### REQUIRED WORK
Copy out, without any change, every line from the one containing "one marker per instance, written like [373,143]" down to the final line of the rows below, including both of those lines.

Point-based annotation records:

** Begin **

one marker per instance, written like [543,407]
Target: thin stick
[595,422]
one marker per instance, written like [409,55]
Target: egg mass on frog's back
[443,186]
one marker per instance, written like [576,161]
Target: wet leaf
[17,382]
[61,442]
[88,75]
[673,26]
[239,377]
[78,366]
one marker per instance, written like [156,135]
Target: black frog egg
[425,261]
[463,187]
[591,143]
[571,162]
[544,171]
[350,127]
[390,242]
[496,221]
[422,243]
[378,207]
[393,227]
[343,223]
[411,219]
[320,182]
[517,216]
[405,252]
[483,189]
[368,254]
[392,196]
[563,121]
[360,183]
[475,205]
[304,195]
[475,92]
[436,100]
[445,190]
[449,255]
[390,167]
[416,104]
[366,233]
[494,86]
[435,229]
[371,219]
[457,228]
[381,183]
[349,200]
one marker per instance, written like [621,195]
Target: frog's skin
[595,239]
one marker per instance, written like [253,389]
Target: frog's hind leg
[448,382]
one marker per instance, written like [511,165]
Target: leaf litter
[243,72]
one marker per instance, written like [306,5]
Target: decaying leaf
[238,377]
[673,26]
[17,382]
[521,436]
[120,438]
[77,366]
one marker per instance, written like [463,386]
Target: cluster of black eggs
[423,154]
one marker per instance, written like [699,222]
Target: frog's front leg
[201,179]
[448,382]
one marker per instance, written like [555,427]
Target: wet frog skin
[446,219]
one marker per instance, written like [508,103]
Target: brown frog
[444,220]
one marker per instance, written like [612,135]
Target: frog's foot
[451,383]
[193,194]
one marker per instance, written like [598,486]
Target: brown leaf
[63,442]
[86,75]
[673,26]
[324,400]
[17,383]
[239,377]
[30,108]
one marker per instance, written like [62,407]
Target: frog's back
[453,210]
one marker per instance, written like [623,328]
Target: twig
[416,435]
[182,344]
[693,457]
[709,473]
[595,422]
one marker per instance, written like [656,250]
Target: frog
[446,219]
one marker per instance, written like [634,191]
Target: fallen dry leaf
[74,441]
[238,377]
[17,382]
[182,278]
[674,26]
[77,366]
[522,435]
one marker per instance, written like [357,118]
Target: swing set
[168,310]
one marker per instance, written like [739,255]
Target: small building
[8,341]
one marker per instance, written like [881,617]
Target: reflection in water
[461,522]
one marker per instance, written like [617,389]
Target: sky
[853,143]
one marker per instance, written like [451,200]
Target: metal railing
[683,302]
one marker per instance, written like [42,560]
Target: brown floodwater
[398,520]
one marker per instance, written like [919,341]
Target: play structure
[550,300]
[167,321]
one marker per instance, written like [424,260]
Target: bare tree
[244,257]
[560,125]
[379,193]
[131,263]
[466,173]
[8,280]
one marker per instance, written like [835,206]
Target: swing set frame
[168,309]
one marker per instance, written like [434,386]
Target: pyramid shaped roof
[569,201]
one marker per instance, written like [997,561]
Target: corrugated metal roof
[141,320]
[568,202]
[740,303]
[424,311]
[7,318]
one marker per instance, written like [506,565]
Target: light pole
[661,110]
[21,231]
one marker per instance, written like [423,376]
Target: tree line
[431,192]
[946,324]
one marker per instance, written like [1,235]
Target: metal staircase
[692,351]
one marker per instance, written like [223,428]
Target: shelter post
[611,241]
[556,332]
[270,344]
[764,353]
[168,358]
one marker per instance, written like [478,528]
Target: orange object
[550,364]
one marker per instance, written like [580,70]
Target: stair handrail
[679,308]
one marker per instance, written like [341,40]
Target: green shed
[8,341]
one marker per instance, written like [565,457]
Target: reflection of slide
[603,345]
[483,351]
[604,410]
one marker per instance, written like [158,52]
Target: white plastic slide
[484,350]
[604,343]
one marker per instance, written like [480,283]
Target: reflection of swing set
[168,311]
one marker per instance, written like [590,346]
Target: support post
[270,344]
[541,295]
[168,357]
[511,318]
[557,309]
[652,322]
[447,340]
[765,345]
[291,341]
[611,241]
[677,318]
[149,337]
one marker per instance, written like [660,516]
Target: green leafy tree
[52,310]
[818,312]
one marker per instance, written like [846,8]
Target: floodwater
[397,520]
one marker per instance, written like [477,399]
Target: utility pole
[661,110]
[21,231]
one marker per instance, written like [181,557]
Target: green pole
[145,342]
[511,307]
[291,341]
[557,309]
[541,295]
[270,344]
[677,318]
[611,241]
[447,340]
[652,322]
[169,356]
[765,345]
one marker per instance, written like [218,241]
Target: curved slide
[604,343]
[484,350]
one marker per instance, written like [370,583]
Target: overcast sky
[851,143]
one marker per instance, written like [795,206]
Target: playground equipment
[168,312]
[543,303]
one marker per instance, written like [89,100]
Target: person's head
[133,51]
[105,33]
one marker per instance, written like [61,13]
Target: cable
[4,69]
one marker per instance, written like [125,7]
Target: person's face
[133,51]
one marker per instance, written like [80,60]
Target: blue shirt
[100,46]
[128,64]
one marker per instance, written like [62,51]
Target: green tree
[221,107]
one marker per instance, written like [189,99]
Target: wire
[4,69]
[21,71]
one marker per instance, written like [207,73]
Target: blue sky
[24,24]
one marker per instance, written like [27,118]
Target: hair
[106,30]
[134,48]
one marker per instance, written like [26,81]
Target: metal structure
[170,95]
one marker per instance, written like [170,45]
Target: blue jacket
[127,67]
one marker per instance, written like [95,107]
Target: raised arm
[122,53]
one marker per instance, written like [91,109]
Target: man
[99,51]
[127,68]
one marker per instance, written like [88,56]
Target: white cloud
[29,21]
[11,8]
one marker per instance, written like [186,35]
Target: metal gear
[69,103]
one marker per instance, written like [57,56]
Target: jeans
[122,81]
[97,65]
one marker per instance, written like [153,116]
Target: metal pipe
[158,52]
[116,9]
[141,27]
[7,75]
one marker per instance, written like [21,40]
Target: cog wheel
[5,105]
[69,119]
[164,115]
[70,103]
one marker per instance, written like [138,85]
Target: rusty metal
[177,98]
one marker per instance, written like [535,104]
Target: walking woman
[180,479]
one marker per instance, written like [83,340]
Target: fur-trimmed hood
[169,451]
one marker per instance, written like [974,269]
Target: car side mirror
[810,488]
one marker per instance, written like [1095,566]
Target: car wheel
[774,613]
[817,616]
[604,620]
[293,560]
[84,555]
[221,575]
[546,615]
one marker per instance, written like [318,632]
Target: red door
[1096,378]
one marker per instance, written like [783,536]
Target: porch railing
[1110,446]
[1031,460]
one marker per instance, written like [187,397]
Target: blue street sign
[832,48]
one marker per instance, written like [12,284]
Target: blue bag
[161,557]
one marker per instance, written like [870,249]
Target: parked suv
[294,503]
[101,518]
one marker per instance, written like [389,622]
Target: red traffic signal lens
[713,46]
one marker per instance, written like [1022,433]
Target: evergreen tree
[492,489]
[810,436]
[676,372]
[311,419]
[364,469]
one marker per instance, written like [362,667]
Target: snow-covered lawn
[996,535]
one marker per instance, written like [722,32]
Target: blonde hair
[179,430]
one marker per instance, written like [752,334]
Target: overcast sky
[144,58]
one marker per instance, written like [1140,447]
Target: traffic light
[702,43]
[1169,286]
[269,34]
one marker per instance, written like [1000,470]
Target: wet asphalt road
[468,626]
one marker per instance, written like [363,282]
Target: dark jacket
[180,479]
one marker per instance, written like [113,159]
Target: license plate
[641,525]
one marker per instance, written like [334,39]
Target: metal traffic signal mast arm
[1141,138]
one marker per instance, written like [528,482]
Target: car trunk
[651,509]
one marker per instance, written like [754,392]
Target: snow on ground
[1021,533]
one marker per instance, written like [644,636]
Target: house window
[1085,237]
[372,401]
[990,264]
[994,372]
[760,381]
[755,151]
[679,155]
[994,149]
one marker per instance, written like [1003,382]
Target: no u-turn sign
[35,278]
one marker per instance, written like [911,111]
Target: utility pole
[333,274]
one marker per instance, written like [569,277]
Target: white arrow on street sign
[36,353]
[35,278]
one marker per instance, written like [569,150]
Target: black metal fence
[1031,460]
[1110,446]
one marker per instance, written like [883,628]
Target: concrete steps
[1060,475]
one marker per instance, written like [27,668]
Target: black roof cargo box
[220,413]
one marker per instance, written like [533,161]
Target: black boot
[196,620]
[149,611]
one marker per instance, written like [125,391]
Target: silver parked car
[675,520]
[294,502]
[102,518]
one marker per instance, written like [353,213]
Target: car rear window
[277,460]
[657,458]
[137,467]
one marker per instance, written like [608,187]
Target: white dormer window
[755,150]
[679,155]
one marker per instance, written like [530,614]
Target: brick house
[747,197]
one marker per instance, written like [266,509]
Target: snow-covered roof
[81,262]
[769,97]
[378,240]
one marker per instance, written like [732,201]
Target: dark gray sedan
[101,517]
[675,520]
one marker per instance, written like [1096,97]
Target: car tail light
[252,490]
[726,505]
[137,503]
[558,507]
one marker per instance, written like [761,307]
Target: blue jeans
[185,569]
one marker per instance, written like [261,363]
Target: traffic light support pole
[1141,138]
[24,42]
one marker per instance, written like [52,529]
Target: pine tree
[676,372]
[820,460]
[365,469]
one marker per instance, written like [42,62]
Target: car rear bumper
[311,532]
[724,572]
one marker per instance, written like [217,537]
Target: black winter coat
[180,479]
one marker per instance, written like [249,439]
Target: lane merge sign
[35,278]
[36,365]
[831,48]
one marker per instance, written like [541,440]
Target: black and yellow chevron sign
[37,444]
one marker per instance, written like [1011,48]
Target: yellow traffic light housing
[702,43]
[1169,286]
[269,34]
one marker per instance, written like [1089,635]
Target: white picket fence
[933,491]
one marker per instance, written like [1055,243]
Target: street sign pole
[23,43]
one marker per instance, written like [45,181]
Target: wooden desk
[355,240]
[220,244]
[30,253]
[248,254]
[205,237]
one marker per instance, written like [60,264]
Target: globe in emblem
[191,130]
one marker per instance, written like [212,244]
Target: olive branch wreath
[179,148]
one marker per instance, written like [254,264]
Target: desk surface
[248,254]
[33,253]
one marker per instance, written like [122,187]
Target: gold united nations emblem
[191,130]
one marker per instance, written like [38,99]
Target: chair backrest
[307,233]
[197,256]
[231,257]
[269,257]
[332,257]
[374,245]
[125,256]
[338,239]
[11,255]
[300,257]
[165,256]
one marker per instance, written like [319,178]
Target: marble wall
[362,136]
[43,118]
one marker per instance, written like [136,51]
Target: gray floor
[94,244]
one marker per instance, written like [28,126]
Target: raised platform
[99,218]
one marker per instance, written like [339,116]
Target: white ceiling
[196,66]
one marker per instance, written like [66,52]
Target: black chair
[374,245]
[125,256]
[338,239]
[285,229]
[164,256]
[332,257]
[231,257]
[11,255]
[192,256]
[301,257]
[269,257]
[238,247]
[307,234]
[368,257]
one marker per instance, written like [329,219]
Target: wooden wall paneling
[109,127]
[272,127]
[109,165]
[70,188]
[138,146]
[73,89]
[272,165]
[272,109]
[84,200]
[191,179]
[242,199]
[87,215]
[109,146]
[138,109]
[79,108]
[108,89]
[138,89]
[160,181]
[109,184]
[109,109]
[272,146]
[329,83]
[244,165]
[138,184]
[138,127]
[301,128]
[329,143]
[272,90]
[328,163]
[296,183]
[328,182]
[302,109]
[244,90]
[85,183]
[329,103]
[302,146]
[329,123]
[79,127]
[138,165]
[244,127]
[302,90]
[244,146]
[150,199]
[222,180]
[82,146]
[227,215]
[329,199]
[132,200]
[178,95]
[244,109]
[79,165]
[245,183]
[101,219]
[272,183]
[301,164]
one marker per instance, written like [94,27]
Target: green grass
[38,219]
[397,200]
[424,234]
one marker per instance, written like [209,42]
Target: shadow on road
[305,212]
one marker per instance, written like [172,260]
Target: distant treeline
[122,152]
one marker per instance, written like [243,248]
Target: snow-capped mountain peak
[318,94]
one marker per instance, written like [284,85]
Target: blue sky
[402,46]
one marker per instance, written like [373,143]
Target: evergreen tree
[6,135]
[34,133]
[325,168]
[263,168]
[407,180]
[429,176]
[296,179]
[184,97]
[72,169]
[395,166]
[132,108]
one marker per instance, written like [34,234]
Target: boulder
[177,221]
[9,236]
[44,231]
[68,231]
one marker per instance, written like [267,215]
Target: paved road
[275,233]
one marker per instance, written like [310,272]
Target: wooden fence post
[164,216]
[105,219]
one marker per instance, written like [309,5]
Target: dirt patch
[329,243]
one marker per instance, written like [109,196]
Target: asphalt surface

** End **

### EXERCISE OUTPUT
one marker per instance, written like [373,143]
Target: evergreen tree
[6,135]
[34,133]
[325,168]
[263,168]
[407,180]
[429,176]
[296,179]
[184,97]
[72,169]
[395,166]
[132,108]
one marker per instance, written like [34,234]
Target: boulder
[177,221]
[9,236]
[44,231]
[68,231]
one marker per instance, written like [267,215]
Target: paved road
[275,233]
one marker per instance, written like [310,272]
Target: wooden fence post
[164,216]
[105,219]
one marker per instance, written like [309,5]
Target: dirt patch
[329,243]
one marker per instance, written like [109,196]
Target: asphalt surface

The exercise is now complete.